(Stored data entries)
►
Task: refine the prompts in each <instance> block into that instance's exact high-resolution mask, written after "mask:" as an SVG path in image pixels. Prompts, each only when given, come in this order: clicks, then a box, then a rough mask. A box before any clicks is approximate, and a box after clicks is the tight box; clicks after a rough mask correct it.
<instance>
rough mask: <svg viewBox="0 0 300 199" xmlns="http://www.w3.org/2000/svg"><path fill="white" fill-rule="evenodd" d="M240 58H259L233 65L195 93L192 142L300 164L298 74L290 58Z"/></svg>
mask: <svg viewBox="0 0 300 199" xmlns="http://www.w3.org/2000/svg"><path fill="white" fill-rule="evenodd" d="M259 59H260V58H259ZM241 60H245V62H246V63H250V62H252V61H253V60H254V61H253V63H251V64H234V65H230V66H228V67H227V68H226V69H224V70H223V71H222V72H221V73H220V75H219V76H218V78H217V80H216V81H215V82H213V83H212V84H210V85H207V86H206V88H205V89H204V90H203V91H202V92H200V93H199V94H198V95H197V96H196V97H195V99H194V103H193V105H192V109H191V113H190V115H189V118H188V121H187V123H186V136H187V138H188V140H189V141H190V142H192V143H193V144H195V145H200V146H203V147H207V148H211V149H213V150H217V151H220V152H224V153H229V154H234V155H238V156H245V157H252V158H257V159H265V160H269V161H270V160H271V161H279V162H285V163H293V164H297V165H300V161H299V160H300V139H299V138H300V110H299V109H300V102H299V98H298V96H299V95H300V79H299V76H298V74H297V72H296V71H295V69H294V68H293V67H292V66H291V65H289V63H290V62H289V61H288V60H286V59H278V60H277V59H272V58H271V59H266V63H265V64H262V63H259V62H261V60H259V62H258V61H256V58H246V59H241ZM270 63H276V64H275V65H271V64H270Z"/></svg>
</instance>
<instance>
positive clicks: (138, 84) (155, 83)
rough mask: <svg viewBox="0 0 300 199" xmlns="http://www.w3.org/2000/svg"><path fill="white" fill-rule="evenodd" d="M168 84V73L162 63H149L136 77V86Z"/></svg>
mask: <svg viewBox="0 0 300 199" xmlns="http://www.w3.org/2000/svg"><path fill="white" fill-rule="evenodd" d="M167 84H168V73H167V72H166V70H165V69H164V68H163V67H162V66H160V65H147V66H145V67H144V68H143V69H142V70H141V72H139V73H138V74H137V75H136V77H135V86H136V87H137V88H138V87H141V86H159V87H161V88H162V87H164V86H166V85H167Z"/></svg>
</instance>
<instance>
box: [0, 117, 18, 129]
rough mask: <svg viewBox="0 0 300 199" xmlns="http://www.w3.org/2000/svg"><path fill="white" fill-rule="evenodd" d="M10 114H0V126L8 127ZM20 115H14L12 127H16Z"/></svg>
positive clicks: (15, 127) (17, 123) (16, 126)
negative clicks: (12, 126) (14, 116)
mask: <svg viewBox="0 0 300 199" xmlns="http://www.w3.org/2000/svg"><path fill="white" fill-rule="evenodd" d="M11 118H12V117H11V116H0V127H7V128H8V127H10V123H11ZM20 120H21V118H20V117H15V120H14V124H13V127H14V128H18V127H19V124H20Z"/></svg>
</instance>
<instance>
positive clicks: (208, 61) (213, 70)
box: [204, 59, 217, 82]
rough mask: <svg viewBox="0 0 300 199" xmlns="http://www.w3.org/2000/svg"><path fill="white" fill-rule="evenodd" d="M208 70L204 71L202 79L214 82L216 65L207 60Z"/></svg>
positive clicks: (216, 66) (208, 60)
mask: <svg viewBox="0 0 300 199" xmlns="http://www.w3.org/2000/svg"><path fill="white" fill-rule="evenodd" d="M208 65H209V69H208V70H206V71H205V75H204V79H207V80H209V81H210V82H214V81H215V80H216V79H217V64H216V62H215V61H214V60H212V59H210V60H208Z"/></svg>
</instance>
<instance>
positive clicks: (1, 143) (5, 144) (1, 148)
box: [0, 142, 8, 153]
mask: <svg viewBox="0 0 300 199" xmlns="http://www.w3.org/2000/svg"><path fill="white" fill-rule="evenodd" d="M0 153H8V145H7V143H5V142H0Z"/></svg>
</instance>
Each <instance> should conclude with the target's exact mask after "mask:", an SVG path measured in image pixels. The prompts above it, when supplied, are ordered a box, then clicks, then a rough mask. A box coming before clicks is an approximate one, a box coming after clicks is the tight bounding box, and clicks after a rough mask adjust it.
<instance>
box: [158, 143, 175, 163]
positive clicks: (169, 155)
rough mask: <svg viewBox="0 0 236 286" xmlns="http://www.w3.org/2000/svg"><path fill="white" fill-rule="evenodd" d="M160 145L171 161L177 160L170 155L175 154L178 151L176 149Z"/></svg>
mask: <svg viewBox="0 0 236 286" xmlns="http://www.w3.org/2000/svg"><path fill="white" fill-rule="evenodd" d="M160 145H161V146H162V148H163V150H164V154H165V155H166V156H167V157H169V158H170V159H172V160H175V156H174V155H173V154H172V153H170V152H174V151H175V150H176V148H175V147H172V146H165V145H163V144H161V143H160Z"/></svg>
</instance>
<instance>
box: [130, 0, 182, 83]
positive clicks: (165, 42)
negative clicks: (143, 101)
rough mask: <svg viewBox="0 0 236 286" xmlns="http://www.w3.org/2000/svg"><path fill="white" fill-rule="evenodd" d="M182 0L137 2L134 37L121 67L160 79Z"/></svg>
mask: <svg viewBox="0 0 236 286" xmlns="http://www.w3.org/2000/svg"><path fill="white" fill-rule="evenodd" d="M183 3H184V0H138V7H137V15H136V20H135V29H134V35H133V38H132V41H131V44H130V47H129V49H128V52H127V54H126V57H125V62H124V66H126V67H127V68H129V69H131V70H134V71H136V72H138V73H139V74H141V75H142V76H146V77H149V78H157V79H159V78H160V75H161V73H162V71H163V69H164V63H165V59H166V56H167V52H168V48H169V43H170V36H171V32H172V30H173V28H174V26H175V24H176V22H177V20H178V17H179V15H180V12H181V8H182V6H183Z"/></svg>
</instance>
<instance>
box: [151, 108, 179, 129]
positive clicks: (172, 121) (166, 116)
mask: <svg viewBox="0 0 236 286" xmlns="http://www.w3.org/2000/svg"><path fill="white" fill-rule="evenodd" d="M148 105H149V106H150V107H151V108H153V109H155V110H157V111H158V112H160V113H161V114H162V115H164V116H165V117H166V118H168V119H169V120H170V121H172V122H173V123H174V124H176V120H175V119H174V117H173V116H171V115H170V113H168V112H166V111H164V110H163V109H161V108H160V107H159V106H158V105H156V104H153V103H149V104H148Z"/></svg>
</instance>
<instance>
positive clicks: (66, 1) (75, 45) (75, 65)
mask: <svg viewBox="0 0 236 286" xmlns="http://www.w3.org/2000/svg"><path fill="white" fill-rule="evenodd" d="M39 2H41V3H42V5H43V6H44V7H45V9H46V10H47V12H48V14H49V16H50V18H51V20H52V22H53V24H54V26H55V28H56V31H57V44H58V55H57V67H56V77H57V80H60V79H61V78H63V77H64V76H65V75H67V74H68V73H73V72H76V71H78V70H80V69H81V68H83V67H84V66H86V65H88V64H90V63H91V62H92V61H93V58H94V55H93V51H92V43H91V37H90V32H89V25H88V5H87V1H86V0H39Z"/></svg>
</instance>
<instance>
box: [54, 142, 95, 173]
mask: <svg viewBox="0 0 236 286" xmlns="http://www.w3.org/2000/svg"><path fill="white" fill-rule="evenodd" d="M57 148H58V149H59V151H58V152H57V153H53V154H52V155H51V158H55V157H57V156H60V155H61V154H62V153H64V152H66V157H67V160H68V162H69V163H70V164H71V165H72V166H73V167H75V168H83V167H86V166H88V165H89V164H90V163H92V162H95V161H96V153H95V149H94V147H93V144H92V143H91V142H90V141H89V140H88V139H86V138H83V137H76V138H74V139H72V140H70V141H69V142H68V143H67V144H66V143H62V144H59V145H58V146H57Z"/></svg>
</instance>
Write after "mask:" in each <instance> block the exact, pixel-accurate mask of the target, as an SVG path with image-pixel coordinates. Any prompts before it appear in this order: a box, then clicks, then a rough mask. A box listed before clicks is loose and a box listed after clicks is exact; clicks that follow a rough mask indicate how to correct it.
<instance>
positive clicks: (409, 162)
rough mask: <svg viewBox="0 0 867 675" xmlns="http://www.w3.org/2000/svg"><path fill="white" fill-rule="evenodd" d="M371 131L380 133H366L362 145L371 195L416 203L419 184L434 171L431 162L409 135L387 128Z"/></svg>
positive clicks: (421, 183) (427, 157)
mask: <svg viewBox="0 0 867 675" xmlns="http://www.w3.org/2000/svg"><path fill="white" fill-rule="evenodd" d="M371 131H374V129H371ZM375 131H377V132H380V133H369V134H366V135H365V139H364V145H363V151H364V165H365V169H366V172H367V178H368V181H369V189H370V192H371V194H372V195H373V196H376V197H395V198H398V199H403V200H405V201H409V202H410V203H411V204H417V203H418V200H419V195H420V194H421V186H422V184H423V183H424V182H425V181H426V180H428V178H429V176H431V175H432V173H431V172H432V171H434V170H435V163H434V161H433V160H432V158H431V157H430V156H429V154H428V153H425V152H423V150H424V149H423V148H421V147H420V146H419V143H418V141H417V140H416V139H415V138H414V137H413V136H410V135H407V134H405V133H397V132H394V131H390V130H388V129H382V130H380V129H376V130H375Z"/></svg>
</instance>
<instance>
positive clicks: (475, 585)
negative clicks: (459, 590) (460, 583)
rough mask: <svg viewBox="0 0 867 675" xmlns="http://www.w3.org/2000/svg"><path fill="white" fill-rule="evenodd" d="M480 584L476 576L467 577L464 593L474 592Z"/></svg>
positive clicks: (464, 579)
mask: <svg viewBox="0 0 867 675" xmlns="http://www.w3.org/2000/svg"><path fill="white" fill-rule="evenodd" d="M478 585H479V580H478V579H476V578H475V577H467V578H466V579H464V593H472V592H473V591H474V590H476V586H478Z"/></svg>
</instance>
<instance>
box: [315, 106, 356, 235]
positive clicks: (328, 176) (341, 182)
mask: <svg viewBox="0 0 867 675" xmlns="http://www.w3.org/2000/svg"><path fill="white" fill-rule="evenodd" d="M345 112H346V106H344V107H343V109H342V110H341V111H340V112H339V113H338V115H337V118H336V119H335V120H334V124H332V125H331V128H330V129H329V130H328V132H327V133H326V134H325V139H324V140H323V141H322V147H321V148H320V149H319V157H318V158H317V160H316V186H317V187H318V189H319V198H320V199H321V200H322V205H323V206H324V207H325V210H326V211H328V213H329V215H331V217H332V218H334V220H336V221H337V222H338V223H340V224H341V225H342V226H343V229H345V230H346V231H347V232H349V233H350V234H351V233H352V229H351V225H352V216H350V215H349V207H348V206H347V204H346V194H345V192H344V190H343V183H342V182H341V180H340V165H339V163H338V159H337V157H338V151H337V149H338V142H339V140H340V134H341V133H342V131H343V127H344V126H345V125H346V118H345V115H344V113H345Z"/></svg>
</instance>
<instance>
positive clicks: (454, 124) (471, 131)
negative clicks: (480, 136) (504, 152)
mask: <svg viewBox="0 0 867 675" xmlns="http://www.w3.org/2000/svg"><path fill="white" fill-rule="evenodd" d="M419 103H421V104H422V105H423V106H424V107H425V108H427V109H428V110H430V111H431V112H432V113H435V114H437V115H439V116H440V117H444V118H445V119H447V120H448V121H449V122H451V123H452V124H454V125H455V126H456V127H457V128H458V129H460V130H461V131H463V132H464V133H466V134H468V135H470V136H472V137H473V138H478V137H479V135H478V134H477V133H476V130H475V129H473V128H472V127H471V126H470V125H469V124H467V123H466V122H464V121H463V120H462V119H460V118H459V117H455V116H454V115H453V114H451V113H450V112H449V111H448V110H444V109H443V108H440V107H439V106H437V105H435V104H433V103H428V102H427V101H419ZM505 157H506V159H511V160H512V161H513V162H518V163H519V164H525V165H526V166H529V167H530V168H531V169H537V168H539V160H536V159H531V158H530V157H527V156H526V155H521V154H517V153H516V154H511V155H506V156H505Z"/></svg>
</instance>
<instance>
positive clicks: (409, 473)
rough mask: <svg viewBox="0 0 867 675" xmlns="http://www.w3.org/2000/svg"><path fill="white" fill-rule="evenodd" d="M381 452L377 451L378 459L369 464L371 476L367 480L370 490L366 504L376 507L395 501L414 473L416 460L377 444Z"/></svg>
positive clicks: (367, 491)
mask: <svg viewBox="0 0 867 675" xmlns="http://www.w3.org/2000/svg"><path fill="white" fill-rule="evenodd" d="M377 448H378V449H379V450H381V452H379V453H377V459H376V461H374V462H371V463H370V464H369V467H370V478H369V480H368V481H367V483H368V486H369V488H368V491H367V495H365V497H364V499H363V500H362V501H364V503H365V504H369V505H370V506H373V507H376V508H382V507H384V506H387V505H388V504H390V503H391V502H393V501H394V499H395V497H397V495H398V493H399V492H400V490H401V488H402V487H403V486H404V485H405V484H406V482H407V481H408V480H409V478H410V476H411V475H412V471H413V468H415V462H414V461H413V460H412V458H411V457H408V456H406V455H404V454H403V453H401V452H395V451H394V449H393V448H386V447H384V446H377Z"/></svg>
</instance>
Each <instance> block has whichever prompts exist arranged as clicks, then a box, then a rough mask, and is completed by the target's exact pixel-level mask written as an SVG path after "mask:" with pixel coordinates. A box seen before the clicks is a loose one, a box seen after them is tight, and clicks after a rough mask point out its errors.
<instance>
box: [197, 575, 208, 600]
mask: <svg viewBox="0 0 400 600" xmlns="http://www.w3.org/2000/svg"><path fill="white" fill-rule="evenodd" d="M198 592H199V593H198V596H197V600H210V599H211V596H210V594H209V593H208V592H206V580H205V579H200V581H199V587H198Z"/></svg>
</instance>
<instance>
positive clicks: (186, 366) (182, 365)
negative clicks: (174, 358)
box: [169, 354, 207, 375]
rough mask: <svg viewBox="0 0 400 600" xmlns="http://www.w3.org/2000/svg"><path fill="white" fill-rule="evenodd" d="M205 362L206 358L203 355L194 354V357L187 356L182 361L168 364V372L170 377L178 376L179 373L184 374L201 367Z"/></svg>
◄
**Assignment:** Every line in the records above that holds "written" counts once; state the total and nothing else.

**Answer to this exercise:** 2